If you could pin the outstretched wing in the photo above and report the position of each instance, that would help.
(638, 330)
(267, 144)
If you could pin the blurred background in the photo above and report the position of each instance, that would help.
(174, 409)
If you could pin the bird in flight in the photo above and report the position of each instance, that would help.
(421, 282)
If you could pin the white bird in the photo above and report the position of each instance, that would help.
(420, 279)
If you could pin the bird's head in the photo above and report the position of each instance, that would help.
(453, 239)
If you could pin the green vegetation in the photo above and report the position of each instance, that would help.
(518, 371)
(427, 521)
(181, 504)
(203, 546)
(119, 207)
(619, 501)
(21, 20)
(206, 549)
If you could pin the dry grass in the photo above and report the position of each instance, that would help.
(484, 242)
=-=-=-=-=
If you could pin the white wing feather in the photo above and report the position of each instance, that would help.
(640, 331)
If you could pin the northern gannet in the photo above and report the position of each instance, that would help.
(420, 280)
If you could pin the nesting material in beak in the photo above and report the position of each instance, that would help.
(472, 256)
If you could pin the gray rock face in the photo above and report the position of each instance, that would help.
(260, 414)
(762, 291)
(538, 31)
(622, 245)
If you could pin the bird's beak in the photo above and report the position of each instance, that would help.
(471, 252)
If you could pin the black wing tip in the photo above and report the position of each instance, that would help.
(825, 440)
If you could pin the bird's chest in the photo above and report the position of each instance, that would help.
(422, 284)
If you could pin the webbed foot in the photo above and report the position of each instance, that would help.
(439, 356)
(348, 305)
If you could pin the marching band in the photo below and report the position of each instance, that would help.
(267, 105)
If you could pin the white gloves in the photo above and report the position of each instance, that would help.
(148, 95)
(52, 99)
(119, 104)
=-=-=-=-=
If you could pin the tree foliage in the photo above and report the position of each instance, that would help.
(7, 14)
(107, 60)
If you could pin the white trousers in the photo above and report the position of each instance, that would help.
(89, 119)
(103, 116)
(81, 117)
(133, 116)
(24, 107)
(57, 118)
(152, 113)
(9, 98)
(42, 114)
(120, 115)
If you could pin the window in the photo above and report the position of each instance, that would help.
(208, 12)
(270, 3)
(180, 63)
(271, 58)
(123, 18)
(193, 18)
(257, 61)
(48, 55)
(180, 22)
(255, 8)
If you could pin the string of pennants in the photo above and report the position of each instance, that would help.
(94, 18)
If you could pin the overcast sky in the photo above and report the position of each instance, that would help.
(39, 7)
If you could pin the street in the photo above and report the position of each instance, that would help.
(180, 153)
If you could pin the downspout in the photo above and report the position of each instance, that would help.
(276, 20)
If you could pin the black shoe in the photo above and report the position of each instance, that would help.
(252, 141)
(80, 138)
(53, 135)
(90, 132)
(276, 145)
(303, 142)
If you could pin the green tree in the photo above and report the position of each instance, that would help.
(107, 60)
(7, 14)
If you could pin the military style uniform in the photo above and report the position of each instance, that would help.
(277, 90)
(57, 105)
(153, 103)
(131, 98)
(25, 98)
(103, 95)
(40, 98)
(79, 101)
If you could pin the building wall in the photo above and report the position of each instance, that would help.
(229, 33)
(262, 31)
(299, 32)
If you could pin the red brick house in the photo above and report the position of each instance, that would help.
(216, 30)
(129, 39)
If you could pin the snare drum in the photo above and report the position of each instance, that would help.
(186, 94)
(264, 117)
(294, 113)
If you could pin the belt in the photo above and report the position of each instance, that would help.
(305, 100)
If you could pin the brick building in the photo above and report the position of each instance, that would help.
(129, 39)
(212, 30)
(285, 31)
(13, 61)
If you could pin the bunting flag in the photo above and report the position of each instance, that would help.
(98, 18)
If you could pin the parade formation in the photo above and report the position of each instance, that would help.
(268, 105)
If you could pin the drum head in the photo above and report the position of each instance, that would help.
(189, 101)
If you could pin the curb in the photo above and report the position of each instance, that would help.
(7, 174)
=-=-=-=-=
**EXERCISE AIM**
Count the lines in the data above that contain the string "bird", treating uppercase and lowercase as different, and give only the number.

**ANSWER TO THIS PROBLEM**
5